Task to complete:
The word to find is "cabinet". State how many lines below contain it, giving only the number.

Input data:

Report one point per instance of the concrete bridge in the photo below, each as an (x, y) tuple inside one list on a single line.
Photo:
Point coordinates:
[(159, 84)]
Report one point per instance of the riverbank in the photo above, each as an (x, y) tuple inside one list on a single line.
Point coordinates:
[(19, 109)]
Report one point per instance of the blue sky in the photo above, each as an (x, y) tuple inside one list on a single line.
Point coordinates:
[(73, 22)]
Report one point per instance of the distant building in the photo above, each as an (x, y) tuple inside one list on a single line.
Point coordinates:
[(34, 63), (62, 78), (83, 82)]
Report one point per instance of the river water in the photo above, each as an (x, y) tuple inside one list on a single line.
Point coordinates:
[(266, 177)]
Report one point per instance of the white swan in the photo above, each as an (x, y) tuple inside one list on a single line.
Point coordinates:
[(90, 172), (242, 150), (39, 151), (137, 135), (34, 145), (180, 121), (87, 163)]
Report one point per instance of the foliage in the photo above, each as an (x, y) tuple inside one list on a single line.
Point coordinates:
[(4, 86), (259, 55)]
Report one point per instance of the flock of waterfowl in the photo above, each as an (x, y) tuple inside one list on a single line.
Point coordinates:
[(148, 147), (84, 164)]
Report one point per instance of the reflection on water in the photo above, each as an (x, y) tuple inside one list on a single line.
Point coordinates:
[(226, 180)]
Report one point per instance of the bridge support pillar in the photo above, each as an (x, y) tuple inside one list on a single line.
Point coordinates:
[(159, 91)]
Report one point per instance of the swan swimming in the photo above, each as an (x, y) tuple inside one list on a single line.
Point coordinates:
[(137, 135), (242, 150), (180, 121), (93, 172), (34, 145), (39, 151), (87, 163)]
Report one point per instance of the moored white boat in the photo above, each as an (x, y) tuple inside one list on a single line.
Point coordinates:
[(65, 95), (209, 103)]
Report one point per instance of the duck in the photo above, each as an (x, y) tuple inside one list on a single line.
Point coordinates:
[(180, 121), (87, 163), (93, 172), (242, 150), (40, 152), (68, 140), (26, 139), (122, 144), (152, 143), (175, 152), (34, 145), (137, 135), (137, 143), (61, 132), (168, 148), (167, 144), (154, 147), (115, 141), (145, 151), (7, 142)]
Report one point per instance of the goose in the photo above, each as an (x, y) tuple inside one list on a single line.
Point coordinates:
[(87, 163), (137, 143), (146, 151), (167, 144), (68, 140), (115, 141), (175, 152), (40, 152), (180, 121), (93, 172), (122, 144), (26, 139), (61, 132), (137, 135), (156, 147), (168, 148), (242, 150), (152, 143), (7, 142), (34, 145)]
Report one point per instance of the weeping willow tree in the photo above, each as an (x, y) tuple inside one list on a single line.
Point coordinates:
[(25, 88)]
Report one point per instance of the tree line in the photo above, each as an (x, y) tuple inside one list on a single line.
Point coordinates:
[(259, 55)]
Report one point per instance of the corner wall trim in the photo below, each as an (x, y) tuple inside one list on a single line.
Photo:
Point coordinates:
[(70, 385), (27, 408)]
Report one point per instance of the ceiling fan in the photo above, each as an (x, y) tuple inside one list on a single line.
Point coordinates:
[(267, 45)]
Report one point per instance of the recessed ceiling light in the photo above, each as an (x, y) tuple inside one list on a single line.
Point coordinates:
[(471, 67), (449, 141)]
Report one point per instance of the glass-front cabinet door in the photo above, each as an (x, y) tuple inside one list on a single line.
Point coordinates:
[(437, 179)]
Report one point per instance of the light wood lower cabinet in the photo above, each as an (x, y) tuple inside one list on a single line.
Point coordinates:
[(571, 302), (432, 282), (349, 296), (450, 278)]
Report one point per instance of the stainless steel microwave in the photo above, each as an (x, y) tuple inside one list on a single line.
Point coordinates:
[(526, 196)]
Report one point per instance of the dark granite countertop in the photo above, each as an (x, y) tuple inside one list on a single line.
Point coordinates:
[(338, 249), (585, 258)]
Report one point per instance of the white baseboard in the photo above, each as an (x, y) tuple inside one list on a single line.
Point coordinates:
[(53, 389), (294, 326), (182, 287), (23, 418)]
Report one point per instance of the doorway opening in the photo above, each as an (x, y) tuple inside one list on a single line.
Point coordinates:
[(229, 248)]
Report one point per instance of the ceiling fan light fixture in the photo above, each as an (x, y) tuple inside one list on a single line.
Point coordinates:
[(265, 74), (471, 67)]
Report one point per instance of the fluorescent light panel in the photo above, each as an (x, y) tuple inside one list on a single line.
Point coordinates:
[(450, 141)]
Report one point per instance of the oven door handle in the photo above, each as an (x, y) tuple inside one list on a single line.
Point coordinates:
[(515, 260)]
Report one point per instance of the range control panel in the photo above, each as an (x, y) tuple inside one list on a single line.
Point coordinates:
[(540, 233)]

Your response:
2